[Collected data]
────────────────

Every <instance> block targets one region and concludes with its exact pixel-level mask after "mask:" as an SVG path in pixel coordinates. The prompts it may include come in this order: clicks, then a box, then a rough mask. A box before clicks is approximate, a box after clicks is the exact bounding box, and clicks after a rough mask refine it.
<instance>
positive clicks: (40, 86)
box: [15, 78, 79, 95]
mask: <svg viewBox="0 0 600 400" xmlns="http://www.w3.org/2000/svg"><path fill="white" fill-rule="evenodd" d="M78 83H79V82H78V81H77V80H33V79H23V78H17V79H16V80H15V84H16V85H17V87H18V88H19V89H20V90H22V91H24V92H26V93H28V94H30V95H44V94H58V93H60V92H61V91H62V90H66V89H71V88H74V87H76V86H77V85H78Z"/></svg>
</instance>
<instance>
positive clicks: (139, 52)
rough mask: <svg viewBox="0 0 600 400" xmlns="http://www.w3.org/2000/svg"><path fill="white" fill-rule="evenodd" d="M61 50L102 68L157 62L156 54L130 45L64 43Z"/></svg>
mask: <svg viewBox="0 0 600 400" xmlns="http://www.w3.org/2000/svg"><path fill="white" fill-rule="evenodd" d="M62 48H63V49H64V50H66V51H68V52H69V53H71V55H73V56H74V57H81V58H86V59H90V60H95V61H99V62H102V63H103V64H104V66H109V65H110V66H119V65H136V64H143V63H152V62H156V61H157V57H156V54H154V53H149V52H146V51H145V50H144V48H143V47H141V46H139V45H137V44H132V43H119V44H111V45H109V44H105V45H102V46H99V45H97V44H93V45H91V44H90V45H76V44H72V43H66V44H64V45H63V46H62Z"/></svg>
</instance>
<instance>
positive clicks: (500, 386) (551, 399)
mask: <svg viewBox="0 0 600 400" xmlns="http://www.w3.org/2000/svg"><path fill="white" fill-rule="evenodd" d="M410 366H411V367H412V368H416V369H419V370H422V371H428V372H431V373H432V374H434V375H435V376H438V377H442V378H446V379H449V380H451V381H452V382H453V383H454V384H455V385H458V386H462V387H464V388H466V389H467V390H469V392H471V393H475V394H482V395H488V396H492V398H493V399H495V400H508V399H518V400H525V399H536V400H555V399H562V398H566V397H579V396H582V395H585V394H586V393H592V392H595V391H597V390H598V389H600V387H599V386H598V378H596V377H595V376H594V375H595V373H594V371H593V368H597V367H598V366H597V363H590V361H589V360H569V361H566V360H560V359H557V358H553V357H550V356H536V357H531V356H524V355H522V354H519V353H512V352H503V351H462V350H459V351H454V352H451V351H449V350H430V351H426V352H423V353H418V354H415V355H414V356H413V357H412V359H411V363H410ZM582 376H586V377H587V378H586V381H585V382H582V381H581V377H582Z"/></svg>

────────────────

§ EXERCISE OBJECTIVE: Render the listing as a JSON list of strings, one string per line, from its first line up to and including the line that contains "box: [15, 78, 79, 95]". Leave out blank lines.

§ SOLUTION TO THIS PROBLEM:
[
  "Every <instance> block targets one region and concludes with its exact pixel-level mask after \"mask:\" as an SVG path in pixel coordinates. The prompts it may include come in this order: clicks, then a box, then a rough mask. A box before clicks is approximate, a box after clicks is the exact bounding box, and clicks after a rough mask refine it.",
  "<instance>",
  "positive clicks: (40, 86)",
  "box: [15, 78, 79, 95]"
]